--- What to produce ---
Copy verbatim every line from the one containing "Could you please point out the man's nose" down through the last of the lines below. Omit the pictures.

Excerpts from point annotation data
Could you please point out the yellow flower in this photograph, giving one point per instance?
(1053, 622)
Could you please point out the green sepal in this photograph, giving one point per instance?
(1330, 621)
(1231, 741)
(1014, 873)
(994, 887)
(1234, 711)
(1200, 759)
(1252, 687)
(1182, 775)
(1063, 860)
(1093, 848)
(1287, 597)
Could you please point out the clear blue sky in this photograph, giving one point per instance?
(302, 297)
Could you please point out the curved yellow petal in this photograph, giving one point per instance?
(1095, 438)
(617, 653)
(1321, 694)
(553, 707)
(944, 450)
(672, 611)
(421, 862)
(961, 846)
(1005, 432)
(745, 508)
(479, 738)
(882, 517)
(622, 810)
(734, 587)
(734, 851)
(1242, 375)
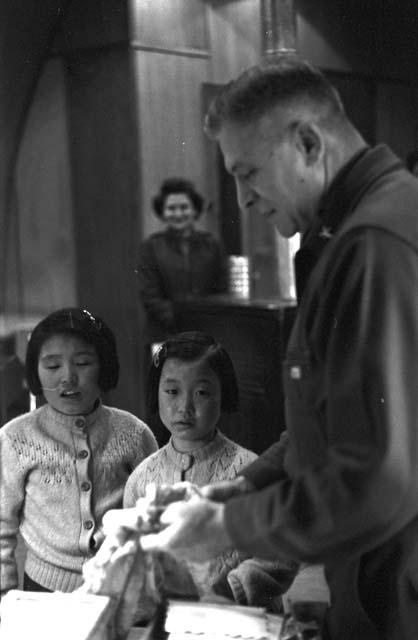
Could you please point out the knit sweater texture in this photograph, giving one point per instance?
(220, 459)
(59, 475)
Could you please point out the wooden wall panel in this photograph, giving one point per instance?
(338, 34)
(26, 27)
(47, 252)
(235, 37)
(104, 155)
(170, 114)
(169, 24)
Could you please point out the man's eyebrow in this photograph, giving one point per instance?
(237, 166)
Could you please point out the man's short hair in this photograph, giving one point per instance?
(277, 80)
(191, 346)
(82, 323)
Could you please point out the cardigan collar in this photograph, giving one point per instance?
(186, 459)
(75, 423)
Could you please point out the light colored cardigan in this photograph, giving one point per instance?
(59, 474)
(220, 459)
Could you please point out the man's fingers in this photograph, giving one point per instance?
(117, 519)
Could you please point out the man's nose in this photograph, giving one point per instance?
(68, 374)
(245, 195)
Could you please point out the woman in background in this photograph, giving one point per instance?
(178, 262)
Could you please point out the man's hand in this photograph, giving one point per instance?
(226, 489)
(193, 530)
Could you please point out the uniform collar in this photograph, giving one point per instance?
(344, 194)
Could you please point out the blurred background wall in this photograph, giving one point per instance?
(101, 100)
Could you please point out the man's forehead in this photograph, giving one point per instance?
(241, 143)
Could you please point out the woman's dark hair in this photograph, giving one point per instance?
(82, 323)
(190, 346)
(177, 185)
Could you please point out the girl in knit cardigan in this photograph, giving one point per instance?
(63, 465)
(191, 382)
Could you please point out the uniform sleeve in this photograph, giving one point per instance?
(151, 287)
(268, 467)
(362, 334)
(12, 496)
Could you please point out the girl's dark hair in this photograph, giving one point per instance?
(412, 159)
(82, 323)
(189, 346)
(177, 185)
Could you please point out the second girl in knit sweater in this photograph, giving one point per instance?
(66, 463)
(191, 381)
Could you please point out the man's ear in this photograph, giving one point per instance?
(310, 142)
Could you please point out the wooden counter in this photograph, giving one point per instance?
(255, 333)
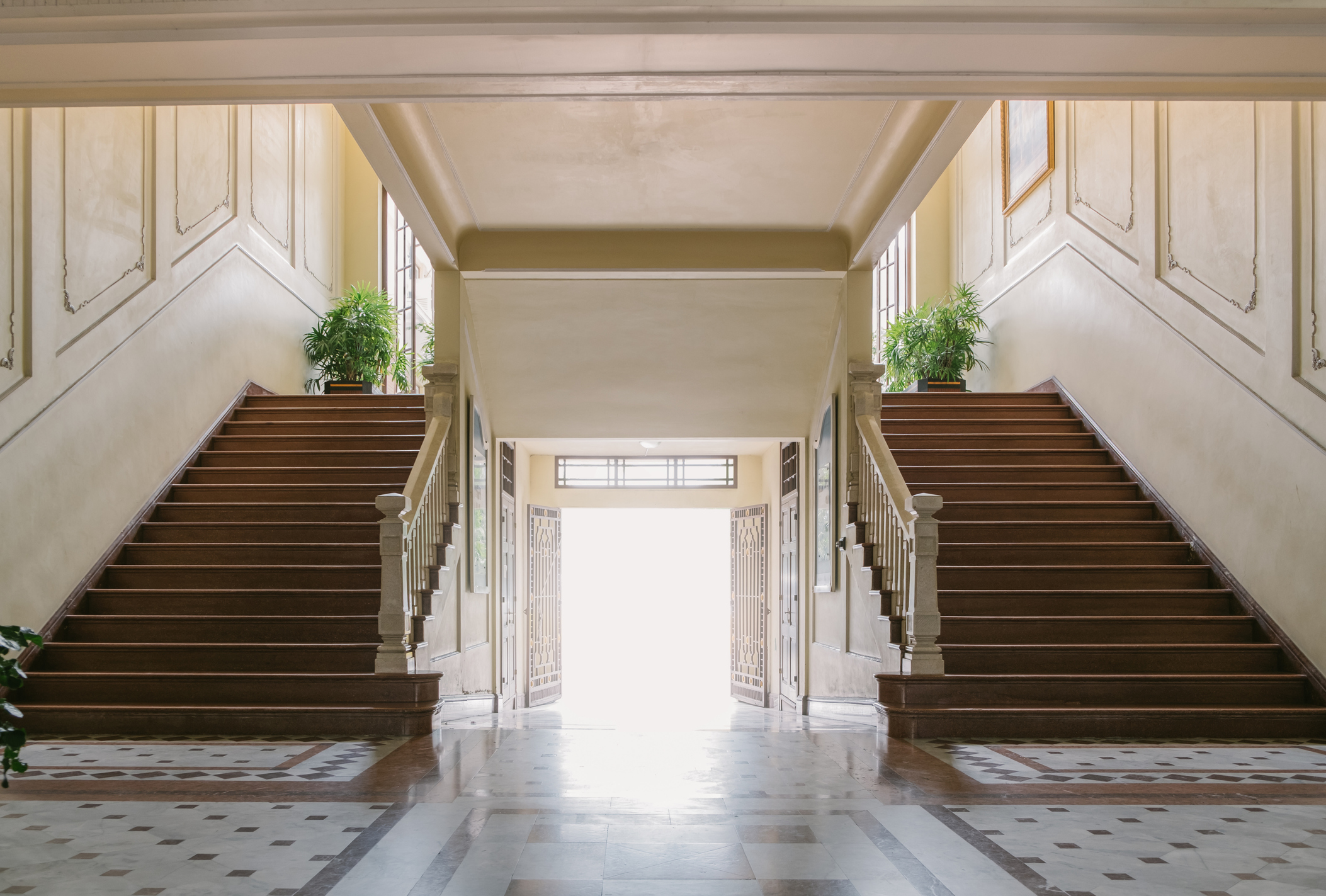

--- Task output ---
Could you please point out the man's nose in this photograph, giving one point per instance?
(68, 374)
(245, 195)
Could you please point out the woman in background in this photograph, giving one point per instance?
(178, 262)
Could you please point out the man's hand in this photograph, giving one point per instance?
(226, 489)
(193, 530)
Could you please point out the uniform collar in this photograph, giving one point per instance?
(344, 194)
Could you please point out the blurred background wall in this photograph, giving one point per instance?
(101, 100)
Could you please point out the man's forehead in this photograph, giving one point per instance?
(241, 143)
Could you please point out the woman's dark hair in this photograph, giving one point per instance?
(82, 323)
(190, 346)
(177, 185)
Could you please point out the girl in knit cardigan in this photograph, giving one point per instance?
(63, 465)
(191, 382)
Could you please point out the uniform sleeve in this photograph, giving one point per instance?
(151, 287)
(268, 467)
(362, 334)
(12, 496)
Could you please point out the girl's dark hair in this photograph, giving one point per instance?
(412, 159)
(82, 323)
(189, 346)
(177, 185)
Could you please point out the second girl in knit sweater in this photograph, giving one point per instance?
(66, 463)
(191, 381)
Could you please point out the man's ear in this photograph, giving one point per instance?
(310, 142)
Could you please point out the wooden counter in this photograph, giving one point per instance?
(255, 333)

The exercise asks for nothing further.